快速卷积网络如何实现

使用numpy实现了一个简单的卷积网络,但是训练速度比tensorflow慢10倍左右,请问还有哪里可以优化的吗

import numpy as np
import tensorflow as tf
import time

"""
将输入按卷积核拆分为N个卷积核大小的张量

Parameters
----------
A: 输入数据,形状为(样本数,宽,高,通道)
dim:当前卷积层的维度信息

Return
------
(输出宽 * 输出高, 样本数, 核宽 * 核高, 输入通道数)
"""
def split(A, dim):
    res = []
    num_datas = A.shape[0]
    width_A = A.shape[1]
    height_A = A.shape[2]
    channel_A = A.shape[3]
    width_kernel = dim['kernel'][0]
    height_kernel = dim['kernel'][1]
    stride_w = dim['strides'][0]
    stride_h = dim['strides'][1]
    for k in range(0, width_A - width_kernel + 1, stride_w):
        for j in range(0, height_A-height_kernel+1, stride_h):
            res.append(A[:, k:k+width_kernel, j:j+height_kernel, :].reshape(num_datas, width_kernel*height_kernel, channel_A))
    return np.array(res)

def split_pool(A, dim):
    res = []
    width_A = A.shape[1]
    height_A = A.shape[2]
    width_kernel = dim['kernel'][0]
    height_kernel = dim['kernel'][1]
    stride_w = dim['strides'][0]
    stride_h = dim['strides'][1]
    for k in range(0, width_A - width_kernel + 1, stride_w):
        for j in range(0, height_A-height_kernel+1, stride_h):
            slice = A[:, k:k + width_kernel, j:j + height_kernel, :]
            mask = (slice == np.max(slice, axis=(1, 2))[:, np.newaxis, np.newaxis, :])
            res.append(mask)
    return np.array(res)

def relu(Z):
    return np.maximum(0, Z)


def softmax(X):
    X_exp = np.exp(X)
    return X_exp / np.sum(X_exp, axis=0)


def loss_cross_entropy(Y_pre, Y_label):
    return -np.sum(Y_label * np.nan_to_num(np.log(Y_pre), nan=0))/Y_pre.shape[1]


class Conv2d:
    """
    Parameters
    ----------
    dims: type(0:输入,1:卷积, 2:池化, 3: 全连接) kernel(卷积核) strides(步长)
    """
    def __init__(self, dims):
        self.dims = dims
        self.rng = np.random.default_rng(seed=2)
        self.outs = []
        self.lrate = .1
        for i in range(len(dims) - 1):
            dim = dims[i + 1]
            dim_bef = dims[i]
            if dim['type'] == 1:
                width_bef = dim_bef['size_out'][0]
                height_bef = dim_bef['size_out'][1]
                channel_bef = dim_bef['size_out'][2]
                width_kernel = dim['kernel'][0]
                height_kernel = dim['kernel'][1]
                channel_out = dim['kernel'][2]
                width_out = width_bef - width_kernel + 1
                height_out = height_bef - height_kernel + 1
                dim['size_out'] = (width_out, height_out, channel_out)
                dim['weight'] = tf.keras.initializers.RandomNormal(0, .03, seed=2)(shape=(width_kernel, height_kernel, channel_bef, channel_out)).numpy()
                # dim['weight'] = self.rng.normal(0, .03, (width_kernel, height_kernel, channel_bef, channel_out))
                dim['bias'] = np.zeros(channel_out)

任务目标 A: 根据帖子判断以下三项说法是否成立。每项回答“是”或“否”，并原样引用帖子中起决定作用的文字。(i) 提问者用numpy写的卷积网络，训练速度比tensorflow慢10倍左右。(ii) Conv2d类中的学习率被设为0.01。(iii) 卷积层的偏置初始化为全零。
这份清单与上面的帖子没有任何关系。

所给信息:
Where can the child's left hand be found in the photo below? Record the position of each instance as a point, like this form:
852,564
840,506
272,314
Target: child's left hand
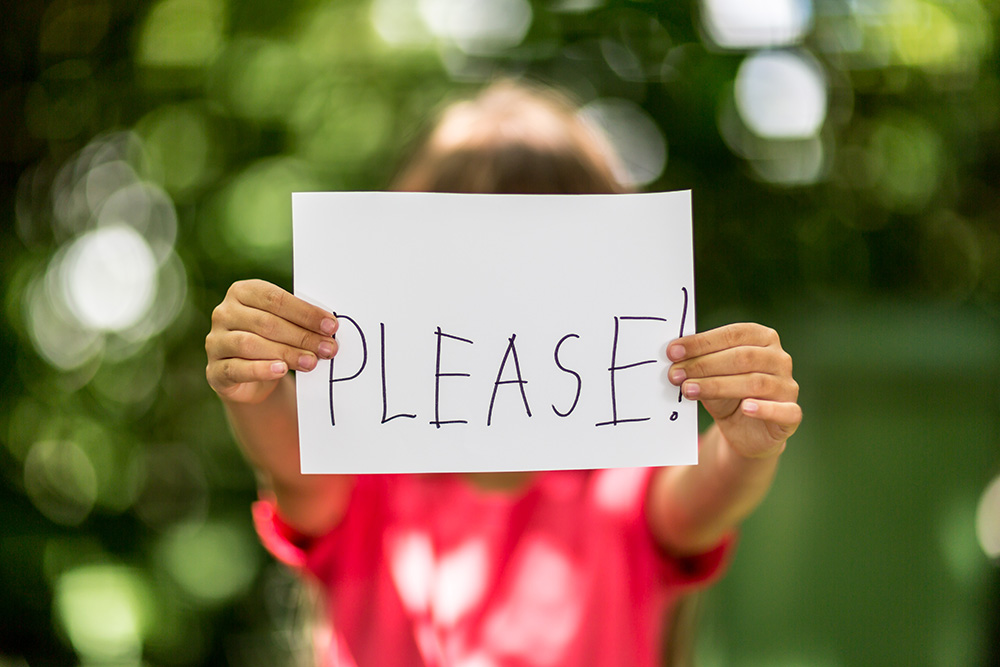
743,377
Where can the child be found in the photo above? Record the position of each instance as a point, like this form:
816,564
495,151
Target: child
550,568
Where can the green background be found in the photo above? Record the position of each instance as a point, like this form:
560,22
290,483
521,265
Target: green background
125,536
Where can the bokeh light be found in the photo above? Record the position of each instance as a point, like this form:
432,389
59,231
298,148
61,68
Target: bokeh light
108,278
61,481
182,33
481,27
736,24
104,610
988,520
781,94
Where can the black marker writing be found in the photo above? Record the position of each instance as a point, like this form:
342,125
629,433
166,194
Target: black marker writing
437,422
579,380
384,392
614,368
680,393
364,362
520,381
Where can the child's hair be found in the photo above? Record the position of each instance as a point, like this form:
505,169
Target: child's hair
512,138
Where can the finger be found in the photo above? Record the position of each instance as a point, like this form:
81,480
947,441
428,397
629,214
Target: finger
279,330
714,340
226,374
785,416
262,295
733,361
251,347
748,385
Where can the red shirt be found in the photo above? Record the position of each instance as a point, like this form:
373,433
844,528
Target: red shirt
429,570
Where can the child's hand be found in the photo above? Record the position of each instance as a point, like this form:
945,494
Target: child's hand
259,332
743,377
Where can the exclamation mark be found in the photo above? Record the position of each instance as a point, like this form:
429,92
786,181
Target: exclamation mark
674,415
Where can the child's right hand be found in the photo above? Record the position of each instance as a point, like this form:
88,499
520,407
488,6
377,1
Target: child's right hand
259,332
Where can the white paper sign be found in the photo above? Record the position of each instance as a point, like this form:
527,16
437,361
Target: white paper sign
495,332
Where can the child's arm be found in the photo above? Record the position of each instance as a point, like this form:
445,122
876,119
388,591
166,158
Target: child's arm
258,333
743,377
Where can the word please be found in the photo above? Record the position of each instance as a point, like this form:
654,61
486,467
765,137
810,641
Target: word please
509,377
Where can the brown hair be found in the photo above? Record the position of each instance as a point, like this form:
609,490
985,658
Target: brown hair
512,138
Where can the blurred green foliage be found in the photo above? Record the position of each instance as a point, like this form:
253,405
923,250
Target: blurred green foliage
872,241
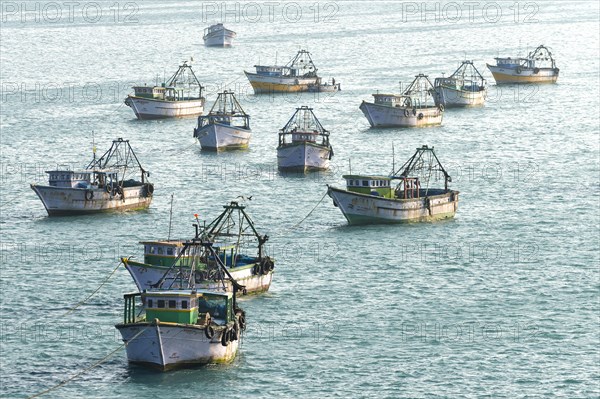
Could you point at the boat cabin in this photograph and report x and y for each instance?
(458, 84)
(509, 62)
(271, 70)
(304, 137)
(69, 178)
(182, 306)
(82, 179)
(161, 93)
(164, 253)
(216, 28)
(379, 186)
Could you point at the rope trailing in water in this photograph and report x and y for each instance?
(92, 294)
(85, 370)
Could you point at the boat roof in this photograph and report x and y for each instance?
(378, 177)
(188, 293)
(388, 95)
(83, 171)
(174, 243)
(181, 243)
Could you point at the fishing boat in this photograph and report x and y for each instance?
(165, 327)
(180, 96)
(234, 239)
(304, 143)
(299, 74)
(404, 196)
(107, 183)
(465, 87)
(410, 109)
(218, 36)
(225, 127)
(537, 67)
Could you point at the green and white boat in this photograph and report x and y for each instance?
(175, 324)
(233, 235)
(404, 196)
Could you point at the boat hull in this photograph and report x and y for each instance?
(167, 346)
(217, 137)
(368, 209)
(386, 116)
(303, 157)
(276, 84)
(255, 282)
(64, 201)
(526, 75)
(146, 108)
(223, 38)
(452, 97)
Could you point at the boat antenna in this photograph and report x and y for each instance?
(170, 218)
(393, 159)
(93, 146)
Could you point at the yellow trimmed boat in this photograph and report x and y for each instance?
(537, 67)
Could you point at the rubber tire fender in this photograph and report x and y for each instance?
(209, 331)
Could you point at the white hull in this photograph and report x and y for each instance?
(145, 275)
(73, 201)
(145, 108)
(303, 157)
(386, 116)
(216, 137)
(523, 75)
(170, 345)
(223, 38)
(450, 97)
(365, 209)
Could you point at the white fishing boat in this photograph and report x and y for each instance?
(465, 87)
(237, 244)
(166, 327)
(180, 96)
(411, 109)
(299, 74)
(218, 36)
(537, 67)
(404, 196)
(106, 184)
(304, 143)
(225, 127)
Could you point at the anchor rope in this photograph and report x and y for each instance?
(85, 370)
(93, 292)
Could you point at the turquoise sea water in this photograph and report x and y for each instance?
(502, 301)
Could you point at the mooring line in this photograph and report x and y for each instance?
(85, 370)
(92, 294)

任务目标 B: 清单中从含有“Could you point at the mooring”的那一行一直到清单结尾，请把这一段完整重写一遍，提问也要保留，并将答案里的每个坐标数值都减去93。

结果 A:
(i) 是：“但是训练速度比tensorflow慢10倍左右”
(ii) 否：“self.lrate = .1”
(iii) 是：“dim['bias'] = np.zeros(channel_out)”

结果 B:
Could you point at the mooring line in this photograph and report x and y for each instance?
(-8, 277)
(-1, 201)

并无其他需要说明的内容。